━━━━━ Supplied records ━━━━━
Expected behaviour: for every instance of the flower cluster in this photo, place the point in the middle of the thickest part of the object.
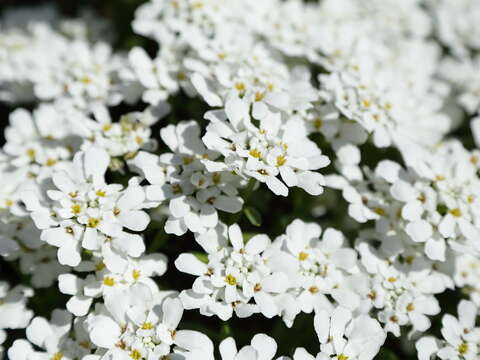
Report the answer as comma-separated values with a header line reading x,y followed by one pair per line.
x,y
251,167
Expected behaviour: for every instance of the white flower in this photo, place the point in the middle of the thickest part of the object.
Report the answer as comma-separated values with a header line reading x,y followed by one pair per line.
x,y
347,337
273,149
193,193
233,275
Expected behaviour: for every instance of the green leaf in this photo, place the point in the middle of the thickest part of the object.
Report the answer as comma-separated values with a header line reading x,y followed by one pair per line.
x,y
253,216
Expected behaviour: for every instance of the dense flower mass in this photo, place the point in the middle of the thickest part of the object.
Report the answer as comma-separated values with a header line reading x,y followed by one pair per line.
x,y
241,180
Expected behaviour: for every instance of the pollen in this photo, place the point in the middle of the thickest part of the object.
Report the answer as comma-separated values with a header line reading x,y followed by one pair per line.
x,y
240,86
216,177
57,356
302,256
281,160
187,160
147,325
456,212
463,348
93,222
255,153
317,123
231,280
109,281
177,189
259,96
136,274
85,344
86,80
76,208
31,154
135,354
51,162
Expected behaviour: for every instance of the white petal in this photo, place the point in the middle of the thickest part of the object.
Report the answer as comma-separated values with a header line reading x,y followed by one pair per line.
x,y
189,264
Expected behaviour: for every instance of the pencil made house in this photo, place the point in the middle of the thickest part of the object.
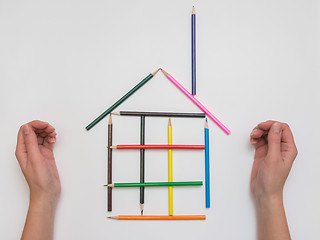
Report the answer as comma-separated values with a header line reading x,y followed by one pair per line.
x,y
169,147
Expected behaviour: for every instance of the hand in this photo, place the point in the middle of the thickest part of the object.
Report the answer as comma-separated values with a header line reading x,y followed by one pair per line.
x,y
35,155
274,156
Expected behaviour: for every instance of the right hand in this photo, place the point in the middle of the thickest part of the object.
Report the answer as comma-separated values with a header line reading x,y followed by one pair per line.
x,y
274,156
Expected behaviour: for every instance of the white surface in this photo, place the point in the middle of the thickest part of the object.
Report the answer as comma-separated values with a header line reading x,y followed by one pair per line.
x,y
66,61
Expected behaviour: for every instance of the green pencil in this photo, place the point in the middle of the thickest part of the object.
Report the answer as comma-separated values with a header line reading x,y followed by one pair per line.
x,y
154,184
116,104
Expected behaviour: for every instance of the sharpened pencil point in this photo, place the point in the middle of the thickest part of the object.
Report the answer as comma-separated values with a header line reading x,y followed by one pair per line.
x,y
164,72
141,208
154,73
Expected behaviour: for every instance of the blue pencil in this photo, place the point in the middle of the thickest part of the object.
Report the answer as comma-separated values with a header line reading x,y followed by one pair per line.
x,y
193,51
207,167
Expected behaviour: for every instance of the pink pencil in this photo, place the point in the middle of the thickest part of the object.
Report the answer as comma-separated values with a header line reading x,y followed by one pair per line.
x,y
193,99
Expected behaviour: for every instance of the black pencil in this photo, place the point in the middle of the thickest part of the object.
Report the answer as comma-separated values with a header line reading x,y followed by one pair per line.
x,y
110,164
142,162
121,100
159,114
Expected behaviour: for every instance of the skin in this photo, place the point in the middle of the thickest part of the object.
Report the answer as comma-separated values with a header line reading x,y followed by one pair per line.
x,y
35,155
274,156
273,159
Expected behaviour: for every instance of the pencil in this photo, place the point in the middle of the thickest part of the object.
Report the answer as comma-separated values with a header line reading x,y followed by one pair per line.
x,y
195,101
160,114
116,104
155,184
159,217
158,147
193,51
110,164
142,161
207,166
170,177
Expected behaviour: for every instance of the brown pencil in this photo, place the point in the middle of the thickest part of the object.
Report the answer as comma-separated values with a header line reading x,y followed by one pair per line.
x,y
159,217
110,164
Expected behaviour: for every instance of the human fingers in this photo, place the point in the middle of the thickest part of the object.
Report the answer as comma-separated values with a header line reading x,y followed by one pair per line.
x,y
30,141
258,142
49,142
274,141
257,132
21,148
287,136
40,126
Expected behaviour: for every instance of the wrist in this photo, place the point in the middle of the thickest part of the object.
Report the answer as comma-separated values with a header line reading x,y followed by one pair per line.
x,y
42,202
269,202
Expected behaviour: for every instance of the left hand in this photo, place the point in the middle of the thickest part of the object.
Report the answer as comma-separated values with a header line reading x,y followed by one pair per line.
x,y
35,155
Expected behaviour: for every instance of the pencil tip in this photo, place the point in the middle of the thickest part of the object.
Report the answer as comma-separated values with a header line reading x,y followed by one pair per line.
x,y
154,73
164,72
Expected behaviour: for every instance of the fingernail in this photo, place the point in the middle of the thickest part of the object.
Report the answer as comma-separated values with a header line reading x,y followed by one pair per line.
x,y
253,132
253,141
276,128
25,129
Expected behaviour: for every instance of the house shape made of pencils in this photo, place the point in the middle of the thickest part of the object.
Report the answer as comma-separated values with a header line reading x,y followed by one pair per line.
x,y
142,145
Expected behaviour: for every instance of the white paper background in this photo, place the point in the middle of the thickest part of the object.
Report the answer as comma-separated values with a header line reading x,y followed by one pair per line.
x,y
65,62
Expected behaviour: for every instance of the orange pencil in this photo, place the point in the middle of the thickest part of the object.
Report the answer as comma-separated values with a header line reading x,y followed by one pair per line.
x,y
159,217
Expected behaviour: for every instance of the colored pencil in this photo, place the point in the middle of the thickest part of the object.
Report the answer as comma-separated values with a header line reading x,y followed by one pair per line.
x,y
142,161
159,217
160,114
207,166
155,184
170,177
158,147
193,51
110,164
193,99
116,104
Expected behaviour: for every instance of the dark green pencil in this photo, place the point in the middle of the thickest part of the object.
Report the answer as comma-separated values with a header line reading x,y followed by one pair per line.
x,y
155,184
116,104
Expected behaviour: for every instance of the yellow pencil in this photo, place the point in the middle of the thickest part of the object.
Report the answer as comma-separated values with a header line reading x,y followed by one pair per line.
x,y
170,178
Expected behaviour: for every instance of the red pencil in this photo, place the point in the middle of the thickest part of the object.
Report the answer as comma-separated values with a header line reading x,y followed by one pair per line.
x,y
158,147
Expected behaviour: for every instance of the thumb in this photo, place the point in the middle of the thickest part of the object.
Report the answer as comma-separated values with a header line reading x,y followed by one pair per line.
x,y
274,140
30,140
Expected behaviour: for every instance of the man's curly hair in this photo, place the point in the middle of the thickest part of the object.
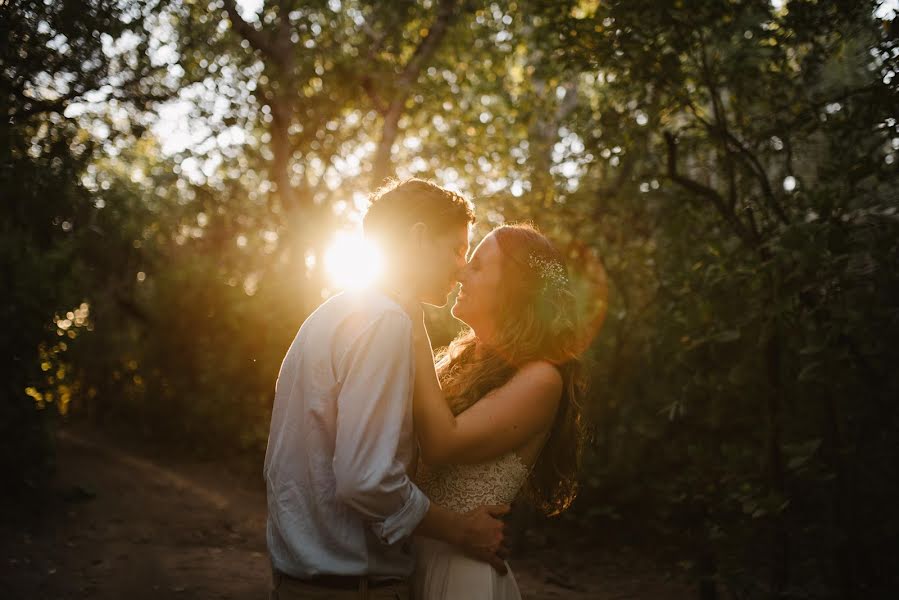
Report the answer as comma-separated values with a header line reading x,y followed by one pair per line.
x,y
398,205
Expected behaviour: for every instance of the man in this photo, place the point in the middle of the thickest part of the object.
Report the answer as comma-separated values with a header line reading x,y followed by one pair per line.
x,y
341,505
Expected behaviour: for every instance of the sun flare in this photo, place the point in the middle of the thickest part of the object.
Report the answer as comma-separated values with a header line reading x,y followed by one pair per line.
x,y
352,262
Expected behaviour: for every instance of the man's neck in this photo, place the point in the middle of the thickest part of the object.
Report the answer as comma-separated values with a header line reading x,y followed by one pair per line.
x,y
394,288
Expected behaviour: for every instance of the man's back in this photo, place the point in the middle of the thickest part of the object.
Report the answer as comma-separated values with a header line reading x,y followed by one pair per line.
x,y
340,441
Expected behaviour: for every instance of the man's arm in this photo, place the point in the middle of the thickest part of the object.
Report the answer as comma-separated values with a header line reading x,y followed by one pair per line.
x,y
479,533
376,378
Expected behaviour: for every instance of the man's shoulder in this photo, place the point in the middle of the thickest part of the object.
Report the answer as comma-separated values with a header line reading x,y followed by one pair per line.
x,y
369,307
350,313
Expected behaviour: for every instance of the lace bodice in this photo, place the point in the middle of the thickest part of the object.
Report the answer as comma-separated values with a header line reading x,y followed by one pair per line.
x,y
464,487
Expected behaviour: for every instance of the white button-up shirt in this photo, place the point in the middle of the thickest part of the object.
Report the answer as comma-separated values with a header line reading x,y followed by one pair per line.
x,y
341,439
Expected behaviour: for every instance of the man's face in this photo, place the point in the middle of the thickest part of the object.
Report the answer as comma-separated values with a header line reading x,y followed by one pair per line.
x,y
443,256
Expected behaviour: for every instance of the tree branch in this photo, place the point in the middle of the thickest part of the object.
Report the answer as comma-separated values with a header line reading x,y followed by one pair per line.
x,y
706,192
257,39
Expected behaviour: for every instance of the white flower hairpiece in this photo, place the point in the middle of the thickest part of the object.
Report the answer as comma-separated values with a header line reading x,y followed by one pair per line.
x,y
550,271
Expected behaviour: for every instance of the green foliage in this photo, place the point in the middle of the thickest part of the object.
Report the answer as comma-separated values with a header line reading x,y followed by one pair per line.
x,y
728,167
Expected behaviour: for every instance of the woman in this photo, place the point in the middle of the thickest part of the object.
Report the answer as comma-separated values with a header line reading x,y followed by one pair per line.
x,y
500,415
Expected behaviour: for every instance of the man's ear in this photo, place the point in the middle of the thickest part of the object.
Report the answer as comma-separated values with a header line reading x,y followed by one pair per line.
x,y
418,234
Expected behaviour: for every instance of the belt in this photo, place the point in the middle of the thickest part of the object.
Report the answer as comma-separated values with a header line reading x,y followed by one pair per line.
x,y
343,582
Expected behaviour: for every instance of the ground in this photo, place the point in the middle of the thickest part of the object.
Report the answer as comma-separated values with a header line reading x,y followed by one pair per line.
x,y
129,520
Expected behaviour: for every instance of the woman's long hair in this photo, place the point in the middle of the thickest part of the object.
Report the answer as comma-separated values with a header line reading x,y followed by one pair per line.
x,y
538,322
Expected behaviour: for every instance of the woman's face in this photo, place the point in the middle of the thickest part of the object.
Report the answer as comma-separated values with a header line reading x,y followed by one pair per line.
x,y
478,301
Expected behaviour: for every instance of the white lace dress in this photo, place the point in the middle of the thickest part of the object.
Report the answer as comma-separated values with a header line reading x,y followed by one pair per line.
x,y
442,572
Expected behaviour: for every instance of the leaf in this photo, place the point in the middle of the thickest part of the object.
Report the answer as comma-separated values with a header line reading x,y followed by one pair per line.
x,y
731,335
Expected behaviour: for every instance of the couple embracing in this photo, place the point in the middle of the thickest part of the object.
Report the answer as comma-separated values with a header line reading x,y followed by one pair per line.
x,y
388,474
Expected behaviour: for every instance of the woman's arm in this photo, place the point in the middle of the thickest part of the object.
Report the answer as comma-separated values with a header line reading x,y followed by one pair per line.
x,y
503,420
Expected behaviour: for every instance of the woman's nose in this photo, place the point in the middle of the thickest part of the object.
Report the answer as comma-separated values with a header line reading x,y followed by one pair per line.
x,y
462,273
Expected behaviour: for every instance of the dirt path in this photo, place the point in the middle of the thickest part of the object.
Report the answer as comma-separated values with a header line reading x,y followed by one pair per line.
x,y
127,524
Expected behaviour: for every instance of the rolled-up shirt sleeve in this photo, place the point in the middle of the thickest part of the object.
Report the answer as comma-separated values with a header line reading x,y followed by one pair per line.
x,y
374,401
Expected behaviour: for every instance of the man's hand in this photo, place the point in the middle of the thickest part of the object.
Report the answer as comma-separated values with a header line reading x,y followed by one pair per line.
x,y
482,534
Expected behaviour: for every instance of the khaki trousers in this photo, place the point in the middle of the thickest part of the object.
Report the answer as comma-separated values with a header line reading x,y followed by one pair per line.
x,y
286,588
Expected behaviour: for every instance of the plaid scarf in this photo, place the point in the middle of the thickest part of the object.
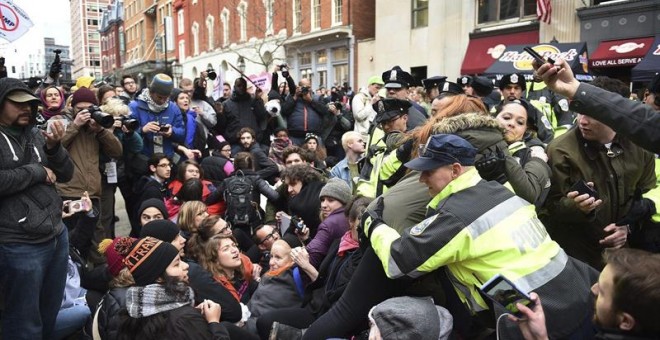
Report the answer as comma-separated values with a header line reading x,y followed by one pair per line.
x,y
153,299
153,107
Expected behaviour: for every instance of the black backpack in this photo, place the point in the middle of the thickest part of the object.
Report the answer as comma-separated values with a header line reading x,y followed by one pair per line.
x,y
241,212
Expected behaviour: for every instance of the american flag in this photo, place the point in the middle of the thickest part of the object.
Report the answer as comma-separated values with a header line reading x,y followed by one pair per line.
x,y
544,11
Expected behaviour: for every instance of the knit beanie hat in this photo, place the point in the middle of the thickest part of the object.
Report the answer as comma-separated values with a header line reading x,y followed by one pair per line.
x,y
164,230
408,317
161,84
154,203
84,94
148,260
337,189
115,251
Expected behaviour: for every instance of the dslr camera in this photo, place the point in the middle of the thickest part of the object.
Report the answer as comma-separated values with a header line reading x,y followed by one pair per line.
x,y
104,119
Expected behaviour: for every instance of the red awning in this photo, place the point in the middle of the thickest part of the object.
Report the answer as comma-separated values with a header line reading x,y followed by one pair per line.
x,y
618,53
483,51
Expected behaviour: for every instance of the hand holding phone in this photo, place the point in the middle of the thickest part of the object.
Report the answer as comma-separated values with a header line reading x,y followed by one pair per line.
x,y
539,59
506,294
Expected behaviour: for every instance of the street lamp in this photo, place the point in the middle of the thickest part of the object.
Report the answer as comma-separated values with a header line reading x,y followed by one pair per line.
x,y
177,72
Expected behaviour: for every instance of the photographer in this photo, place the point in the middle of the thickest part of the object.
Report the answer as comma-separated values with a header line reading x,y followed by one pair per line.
x,y
85,139
304,114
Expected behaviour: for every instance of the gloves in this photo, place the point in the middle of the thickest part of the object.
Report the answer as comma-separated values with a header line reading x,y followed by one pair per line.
x,y
491,166
641,210
371,219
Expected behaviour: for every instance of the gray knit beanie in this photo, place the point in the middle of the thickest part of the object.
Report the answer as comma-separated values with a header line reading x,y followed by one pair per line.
x,y
161,84
337,189
408,317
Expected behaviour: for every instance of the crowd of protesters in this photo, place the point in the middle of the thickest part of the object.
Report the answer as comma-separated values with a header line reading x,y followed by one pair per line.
x,y
307,213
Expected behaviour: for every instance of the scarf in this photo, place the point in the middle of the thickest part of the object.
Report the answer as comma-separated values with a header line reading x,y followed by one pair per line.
x,y
153,107
47,111
154,299
347,243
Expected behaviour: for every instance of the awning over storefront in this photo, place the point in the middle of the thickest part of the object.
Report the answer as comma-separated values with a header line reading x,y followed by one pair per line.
x,y
483,51
620,53
650,65
516,60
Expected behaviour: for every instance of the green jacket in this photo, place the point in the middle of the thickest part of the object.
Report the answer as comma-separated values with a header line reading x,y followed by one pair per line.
x,y
615,178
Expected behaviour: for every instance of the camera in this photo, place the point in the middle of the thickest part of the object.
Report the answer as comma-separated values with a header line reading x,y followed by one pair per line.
x,y
210,72
297,223
130,124
104,119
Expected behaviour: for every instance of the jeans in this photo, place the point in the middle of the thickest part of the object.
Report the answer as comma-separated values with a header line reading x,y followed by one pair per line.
x,y
33,278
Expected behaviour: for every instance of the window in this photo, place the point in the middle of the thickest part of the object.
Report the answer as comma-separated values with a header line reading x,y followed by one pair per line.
x,y
490,11
209,26
268,4
180,21
316,14
195,30
337,6
242,17
182,50
224,16
420,13
297,16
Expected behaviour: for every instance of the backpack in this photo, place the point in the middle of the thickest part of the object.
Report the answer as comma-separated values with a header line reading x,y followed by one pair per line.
x,y
241,212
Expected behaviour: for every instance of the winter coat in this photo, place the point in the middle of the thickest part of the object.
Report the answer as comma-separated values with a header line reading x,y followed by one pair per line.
x,y
30,209
331,229
616,177
85,147
243,111
171,115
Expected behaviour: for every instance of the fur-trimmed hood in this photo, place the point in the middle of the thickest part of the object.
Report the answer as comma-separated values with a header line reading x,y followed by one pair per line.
x,y
482,131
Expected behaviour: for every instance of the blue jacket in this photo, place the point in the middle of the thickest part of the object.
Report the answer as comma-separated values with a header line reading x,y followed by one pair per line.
x,y
171,115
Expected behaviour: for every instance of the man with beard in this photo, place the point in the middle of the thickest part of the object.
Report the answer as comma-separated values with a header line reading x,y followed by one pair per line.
x,y
243,111
33,240
627,299
513,87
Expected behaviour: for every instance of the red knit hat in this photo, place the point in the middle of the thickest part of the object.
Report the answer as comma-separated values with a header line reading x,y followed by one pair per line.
x,y
115,251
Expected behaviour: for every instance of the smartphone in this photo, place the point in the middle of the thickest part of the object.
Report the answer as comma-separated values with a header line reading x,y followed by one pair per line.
x,y
506,294
539,59
582,188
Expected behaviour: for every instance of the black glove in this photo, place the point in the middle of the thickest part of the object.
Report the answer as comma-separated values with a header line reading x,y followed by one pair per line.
x,y
641,210
374,218
491,166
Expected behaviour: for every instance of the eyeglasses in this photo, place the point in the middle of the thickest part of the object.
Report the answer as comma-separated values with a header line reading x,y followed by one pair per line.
x,y
269,237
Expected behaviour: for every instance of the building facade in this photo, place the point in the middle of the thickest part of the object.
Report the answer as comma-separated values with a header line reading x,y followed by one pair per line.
x,y
113,42
86,16
65,58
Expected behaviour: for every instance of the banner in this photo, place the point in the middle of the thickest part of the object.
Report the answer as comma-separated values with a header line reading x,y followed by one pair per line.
x,y
14,22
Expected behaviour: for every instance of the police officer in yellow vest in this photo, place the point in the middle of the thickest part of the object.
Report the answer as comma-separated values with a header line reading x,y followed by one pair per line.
x,y
476,230
392,119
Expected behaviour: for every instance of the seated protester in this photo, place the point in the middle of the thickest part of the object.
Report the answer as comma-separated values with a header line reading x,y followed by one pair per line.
x,y
408,317
524,147
277,147
165,230
265,168
627,299
222,259
160,306
107,313
281,287
303,185
242,193
191,215
312,144
218,165
150,186
194,144
334,197
328,282
210,195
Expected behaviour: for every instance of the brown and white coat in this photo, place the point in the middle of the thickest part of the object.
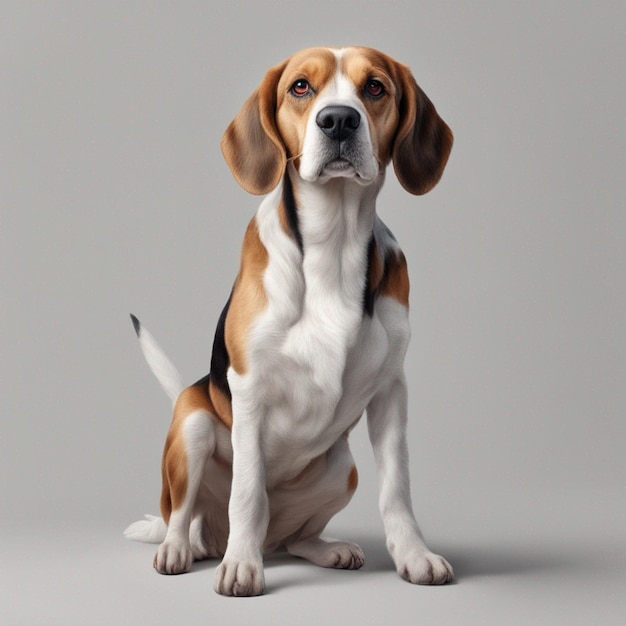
━━━━━
▸ **Try it**
Identify each line in the entries with the word "knit" and copy it.

▸ **Output for this task**
Expected behaviour: for every instance of the knit beanie hat in this photo, place the point in the middle of the thickest part of the object.
Expected behaviour: for every instance of the gray knit beanie in this photo, place the point in the middle of the thickest part of the object.
Expected behaviour: for every instance of the red knit hat in this photo, place the point in the middle of the thickest part of the object.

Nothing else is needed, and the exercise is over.